[Opening INFORMATION PROVIDED section]

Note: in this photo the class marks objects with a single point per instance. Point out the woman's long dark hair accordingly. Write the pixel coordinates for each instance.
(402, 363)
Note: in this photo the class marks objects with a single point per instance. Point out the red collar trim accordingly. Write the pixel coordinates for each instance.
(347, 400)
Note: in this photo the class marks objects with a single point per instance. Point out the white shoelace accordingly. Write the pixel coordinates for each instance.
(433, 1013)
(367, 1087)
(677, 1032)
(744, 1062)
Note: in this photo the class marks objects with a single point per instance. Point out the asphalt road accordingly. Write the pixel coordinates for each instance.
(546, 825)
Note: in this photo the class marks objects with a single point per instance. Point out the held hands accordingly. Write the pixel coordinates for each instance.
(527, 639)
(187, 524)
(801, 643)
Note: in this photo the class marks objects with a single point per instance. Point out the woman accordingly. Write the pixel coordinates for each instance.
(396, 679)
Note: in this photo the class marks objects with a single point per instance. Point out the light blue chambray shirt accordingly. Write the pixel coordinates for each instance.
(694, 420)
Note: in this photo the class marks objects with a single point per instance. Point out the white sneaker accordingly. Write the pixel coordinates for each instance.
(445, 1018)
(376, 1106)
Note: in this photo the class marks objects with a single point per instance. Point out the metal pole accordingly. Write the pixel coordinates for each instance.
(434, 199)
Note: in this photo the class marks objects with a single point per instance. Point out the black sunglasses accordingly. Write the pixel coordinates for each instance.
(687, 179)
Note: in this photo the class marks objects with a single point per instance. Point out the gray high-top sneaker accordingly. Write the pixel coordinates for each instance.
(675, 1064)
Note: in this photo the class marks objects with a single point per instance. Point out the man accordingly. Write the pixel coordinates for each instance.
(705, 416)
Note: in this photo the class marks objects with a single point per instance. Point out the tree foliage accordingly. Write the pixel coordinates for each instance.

[Closing INFORMATION PROVIDED section]

▶ _TASK STATEMENT_:
Extract each record, keeping it identical to the original.

▶ _REPLY_:
Note: in this photo the class marks objects with a single point per instance. Point out the woman's long dark hair accordingly. Write the pixel coordinates for each instance.
(402, 363)
Note: in this photo the class marks objects with a single point per instance. Point out the red collar trim accordingly. Write the pixel coordinates for each instance.
(347, 400)
Note: in this photo the class marks objects with a single point per instance. Point out the white shoelace accordingly. Write the pixel coordinates for each instance.
(433, 1013)
(367, 1087)
(677, 1032)
(744, 1062)
Note: in this photo the class marks objects with a single point per instance. Point out the asphalt road accordingly. Write the pixel coordinates for each instance.
(546, 825)
Note: in this photo the class marks objects with a single point per instance. Point out the held hands accordingly. Write the pixel coordinates for each instance.
(527, 639)
(187, 524)
(801, 643)
Note: in this photo the class marks objects with a single point per instance. Point out the woman accordingly. Write the pixel coordinates for each instance.
(396, 679)
Note: in this photo the class marks objects with a single point per instance. Point out the light blue chambray shirt accordingly. Write the pixel coordinates for each instance.
(694, 420)
Note: in this photo the class marks objects with a single point per instance. Point out the white sneaker accordingly. Write the pixel coordinates for each instance.
(445, 1018)
(376, 1106)
Note: in this photo the class marks objects with a single point per instance. Point out the metal pole accordingly. Write the pixel coordinates for each instance.
(434, 199)
Note: in this photo the class marks objects with a single point per instance. Point out the black sunglasses accordingly. Write the pixel coordinates for each instance.
(687, 179)
Note: in this photo the class marks objects with a single point per instance. Point out the gray high-top sneaker accordingly. Write the pixel coordinates for each instance.
(675, 1064)
Note: in this photo the class marks objects with a single point per instance. Point out the man accordingly. Write the pixel coordinates for each instance.
(705, 416)
Note: in this photo the class marks objects with a single point per instance. Point out the tree foliage accordingly. Write the pixel coordinates for each instance.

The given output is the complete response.